══ INPUT ══

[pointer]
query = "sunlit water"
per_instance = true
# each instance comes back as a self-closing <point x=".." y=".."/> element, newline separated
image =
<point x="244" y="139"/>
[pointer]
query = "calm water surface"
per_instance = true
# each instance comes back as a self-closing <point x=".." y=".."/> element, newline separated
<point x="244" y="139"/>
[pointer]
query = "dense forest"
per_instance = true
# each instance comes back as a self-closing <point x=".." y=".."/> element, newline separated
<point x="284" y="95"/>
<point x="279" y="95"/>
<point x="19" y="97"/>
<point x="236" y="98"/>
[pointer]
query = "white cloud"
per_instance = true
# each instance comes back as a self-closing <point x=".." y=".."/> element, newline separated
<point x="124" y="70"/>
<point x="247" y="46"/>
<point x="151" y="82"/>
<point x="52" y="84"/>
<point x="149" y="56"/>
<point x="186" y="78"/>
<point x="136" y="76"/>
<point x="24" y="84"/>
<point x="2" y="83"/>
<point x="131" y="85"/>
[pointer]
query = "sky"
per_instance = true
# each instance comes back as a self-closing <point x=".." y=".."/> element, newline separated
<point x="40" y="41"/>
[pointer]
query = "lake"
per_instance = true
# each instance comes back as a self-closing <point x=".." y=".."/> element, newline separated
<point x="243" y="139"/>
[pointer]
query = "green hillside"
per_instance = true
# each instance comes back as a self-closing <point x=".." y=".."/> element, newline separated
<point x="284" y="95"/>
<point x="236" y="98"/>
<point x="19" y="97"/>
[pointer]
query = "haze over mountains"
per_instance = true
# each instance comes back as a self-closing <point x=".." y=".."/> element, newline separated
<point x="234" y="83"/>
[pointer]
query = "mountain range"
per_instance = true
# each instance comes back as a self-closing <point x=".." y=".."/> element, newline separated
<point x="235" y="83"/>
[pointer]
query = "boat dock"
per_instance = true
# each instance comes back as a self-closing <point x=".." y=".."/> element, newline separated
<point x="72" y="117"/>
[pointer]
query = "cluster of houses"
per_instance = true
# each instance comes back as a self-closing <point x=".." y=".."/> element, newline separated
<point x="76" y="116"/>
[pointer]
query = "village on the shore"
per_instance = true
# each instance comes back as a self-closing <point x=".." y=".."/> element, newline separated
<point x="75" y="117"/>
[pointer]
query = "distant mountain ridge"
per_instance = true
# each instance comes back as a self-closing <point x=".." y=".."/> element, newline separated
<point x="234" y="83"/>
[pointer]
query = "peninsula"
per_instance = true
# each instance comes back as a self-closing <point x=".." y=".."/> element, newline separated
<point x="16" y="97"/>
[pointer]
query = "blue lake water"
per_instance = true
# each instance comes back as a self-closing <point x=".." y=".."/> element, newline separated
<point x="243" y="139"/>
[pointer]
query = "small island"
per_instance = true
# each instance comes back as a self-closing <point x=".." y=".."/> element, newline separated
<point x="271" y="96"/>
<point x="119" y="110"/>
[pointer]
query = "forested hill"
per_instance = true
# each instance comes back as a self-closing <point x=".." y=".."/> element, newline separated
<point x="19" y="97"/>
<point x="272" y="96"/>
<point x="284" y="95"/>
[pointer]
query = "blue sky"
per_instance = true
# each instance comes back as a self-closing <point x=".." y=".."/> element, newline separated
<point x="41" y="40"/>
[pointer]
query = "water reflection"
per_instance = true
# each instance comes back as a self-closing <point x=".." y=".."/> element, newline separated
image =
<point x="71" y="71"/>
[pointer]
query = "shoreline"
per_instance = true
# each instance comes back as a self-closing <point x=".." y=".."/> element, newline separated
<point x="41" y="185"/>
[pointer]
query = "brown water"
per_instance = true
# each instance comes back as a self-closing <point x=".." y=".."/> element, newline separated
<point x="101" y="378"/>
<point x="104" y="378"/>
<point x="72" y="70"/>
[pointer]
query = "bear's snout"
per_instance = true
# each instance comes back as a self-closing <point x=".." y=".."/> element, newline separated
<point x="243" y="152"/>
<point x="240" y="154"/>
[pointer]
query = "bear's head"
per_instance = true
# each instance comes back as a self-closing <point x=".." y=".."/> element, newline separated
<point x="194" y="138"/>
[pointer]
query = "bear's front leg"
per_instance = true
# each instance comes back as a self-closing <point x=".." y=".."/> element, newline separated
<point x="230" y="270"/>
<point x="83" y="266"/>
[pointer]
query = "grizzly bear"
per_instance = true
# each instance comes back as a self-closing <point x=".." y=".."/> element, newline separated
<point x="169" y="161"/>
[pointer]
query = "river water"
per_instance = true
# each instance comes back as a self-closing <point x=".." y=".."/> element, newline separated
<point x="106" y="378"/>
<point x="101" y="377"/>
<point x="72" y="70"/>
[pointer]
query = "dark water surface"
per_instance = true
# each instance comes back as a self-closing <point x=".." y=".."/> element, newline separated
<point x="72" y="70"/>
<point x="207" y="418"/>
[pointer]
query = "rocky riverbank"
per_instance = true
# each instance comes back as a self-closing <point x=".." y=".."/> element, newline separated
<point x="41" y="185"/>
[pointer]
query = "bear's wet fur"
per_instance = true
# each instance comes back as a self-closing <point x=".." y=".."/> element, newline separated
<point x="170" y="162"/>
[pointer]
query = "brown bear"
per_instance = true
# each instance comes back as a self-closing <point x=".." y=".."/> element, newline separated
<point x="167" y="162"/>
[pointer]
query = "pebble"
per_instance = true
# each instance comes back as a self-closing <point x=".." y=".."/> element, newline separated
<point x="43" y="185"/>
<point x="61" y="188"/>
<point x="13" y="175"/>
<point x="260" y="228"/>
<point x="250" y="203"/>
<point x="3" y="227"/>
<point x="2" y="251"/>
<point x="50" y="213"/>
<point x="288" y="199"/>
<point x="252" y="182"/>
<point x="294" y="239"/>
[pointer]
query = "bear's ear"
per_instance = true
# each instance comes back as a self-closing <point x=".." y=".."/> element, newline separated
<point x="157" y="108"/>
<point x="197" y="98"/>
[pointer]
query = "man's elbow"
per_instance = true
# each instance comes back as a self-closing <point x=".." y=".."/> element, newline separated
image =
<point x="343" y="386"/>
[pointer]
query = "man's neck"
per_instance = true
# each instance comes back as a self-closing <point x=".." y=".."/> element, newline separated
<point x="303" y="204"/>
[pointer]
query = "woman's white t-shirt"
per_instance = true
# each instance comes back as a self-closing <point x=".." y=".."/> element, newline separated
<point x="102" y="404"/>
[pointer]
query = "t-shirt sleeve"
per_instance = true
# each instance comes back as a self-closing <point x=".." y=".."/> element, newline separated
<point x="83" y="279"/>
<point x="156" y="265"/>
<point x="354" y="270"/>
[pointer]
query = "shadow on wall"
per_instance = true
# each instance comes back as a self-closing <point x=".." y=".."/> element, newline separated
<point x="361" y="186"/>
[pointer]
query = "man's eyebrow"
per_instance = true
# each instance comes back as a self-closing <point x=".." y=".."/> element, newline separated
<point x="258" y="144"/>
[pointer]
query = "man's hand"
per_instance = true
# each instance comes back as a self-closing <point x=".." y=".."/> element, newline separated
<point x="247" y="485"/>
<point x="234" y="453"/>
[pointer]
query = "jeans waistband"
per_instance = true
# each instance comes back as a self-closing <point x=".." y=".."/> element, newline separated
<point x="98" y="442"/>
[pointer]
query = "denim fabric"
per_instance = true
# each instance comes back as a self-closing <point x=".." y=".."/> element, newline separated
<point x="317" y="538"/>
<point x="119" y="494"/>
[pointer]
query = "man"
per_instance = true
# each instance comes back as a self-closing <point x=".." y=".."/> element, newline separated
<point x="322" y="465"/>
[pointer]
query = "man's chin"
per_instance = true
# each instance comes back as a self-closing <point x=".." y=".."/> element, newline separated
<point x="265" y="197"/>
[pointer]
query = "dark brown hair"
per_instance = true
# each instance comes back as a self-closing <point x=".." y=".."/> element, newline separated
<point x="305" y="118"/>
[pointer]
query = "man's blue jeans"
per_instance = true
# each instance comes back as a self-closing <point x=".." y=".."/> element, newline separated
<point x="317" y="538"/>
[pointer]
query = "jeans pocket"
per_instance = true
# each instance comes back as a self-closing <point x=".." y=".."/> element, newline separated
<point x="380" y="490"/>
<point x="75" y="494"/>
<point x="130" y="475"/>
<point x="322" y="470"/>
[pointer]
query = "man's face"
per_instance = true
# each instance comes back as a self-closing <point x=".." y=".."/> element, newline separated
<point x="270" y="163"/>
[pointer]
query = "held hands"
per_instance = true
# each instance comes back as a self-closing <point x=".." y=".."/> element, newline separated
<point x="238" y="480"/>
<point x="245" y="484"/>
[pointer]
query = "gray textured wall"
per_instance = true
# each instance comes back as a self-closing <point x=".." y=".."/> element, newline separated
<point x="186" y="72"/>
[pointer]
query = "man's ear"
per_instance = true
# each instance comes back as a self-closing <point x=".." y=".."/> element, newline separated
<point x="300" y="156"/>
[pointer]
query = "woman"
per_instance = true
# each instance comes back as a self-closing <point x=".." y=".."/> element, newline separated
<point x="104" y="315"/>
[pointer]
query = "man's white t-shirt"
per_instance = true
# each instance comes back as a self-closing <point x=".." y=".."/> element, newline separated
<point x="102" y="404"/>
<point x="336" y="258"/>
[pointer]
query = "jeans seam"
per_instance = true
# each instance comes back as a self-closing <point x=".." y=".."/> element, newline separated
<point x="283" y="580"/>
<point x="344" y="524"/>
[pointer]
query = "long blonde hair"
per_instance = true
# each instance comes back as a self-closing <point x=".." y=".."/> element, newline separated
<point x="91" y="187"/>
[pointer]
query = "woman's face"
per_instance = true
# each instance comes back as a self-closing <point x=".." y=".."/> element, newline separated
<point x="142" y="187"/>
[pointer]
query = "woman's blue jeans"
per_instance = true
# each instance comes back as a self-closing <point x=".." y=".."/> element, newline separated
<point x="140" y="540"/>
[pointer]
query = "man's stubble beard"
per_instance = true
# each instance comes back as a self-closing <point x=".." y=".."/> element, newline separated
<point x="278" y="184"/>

═══

§ TASK TO CARRY OUT
Reproduce all lines from the records above that include the word "jeans".

§ ANSWER SECTION
query = "jeans waistband"
query = "man's blue jeans"
query = "jeans pocket"
query = "jeans seam"
query = "woman's blue jeans"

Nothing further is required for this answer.